ЗАДАНИЯ -
(a) Можете вывести фрагмент заметок между «Все, что делается» и «больница № 60.» включительно, слово в слово?
(b) Сможете подхватить заметки о войне, мире и презрении и продолжить их сразу после последней строки?

ИЗБРАННЫЙ ОТРЫВОК -
========
Он вообще часто, когда внезапно события, происход[ящие] вдали, потрясали его и наполняли революц[ионным] духом, радовался и удивлялся: "Значит, жизнь еще не угасла во мне? Значит, я еще жив? Я еще человек? Я сильнее обстоятельств?"
Вернусь к "Войне и миру". У него (Л. Т.) между миром и войной — черта резкая. Внешне это так выглядит и у нас. Но если присмотреться — то никакой черты нет. У нас война длится все время…
Трудно требовать от птицы, чтобы она летела навстречу стрелку, и от зайца, чтобы он прогуливался на виду у охотника. А он поступал теперь именно так, именно против одного из сильнейших инстинктов — инстинкта самосохранения, — и хотел, чтобы у него нервы и желудок и сердце были в порядке!
Все, что делается наверху втайне — делается против народа.
Самое трудное в романе — спайки.
От Подлости и Пошлости способно спасти только Презрение. Презрение, спаси нас.
23.5.59, Москва, больница № 60.
========
ПРЕДОСТАВЛЕННЫЕ МАТЕРИАЛЫ -
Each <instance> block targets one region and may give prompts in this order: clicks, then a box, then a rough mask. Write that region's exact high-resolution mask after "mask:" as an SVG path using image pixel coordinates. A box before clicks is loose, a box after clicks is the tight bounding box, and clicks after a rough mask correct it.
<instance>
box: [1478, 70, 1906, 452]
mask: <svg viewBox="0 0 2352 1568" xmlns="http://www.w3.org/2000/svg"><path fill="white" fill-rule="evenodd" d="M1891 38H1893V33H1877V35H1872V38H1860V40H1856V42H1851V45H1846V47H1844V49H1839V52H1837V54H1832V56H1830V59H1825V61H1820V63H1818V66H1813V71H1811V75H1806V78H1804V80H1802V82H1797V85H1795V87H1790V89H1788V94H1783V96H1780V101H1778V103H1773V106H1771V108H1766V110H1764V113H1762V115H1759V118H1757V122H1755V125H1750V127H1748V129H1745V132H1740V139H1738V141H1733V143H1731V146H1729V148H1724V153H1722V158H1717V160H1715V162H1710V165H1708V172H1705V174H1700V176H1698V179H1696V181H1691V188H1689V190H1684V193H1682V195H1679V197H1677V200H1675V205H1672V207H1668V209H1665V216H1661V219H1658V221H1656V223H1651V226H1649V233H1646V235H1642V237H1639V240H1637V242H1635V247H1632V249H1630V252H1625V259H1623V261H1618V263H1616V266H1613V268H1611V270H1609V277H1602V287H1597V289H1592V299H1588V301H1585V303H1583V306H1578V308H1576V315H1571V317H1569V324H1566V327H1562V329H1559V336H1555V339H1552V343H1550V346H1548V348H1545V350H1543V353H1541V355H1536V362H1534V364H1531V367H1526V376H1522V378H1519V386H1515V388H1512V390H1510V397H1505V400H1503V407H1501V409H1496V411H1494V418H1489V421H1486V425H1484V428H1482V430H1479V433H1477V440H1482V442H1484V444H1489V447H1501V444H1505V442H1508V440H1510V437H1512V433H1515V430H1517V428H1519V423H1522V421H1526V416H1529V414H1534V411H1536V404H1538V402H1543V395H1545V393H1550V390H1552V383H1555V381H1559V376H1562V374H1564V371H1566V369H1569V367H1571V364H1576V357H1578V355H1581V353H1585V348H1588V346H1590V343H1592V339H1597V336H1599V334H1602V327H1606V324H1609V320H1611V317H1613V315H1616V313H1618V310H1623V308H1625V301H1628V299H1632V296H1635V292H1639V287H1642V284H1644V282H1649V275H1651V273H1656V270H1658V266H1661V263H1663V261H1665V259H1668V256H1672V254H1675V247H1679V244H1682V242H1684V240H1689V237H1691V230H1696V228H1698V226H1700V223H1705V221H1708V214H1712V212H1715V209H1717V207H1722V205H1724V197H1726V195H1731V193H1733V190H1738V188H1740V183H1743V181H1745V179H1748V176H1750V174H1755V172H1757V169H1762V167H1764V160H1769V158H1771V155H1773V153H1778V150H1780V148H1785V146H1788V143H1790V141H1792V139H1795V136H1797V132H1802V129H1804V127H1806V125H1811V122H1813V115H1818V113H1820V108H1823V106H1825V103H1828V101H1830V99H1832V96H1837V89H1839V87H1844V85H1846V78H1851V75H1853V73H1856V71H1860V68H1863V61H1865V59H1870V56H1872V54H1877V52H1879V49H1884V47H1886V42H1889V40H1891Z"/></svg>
========
РЕЗУЛЬТАТЫ ВЫПОЛНЕНИЯ -
(a)
Все, что делается наверху втайне — делается против народа.
Самое трудное в романе — спайки.
От Подлости и Пошлости способно спасти только Презрение. Презрение, спаси нас.
23.5.59, Москва, больница № 60.

(b)
Нет, он не дурак. Он просто мыслит на уровне хорошо устроенного сов[етского] обывателя. В его-то положении! Вот в чем весь ужас. Полная путаница в голове. Вперемежку — здравый смысл и детские представления, верное чутье и непонимание элементарных вещей; природная задиристость и демагогия деятеля областного масштаба — и вдруг мысль о своей нынешней роли и в связи с этим — попытки объективности. Отсюда — половинчатость во всем, и в плохом, и в хорошем, нерешительность, принимающая вид решительности, мягкотелая твердость, рефлектирующая прямолинейность, добрые намерения при незнании того, каким образом провести их в жизнь, словом — странная смесь хорошей старой закваски с многолетним развращением в последующий период. Грядка, где густо перемешаны овощи и сорняки. Неуверенность в себе: любовь и преклонение перед Л., и вдруг — тревожная мысль: а что, если С. прав, и людьми можно управлять только дубьем? «Совгамлет».
2.7.59, Железноводск.
У меня чувство, что только теперь начинается моя настоящая литературная жизнь, что все ранее написанное — подготовительный, во многом еще робкий этап. У меня теперь медвежья хватка. Я все могу. Я снова, как во время писания "Сердца друга", начинаю бояться за свою жизнь — не от страха смерти, а от страха не исполнить то, что предначертано.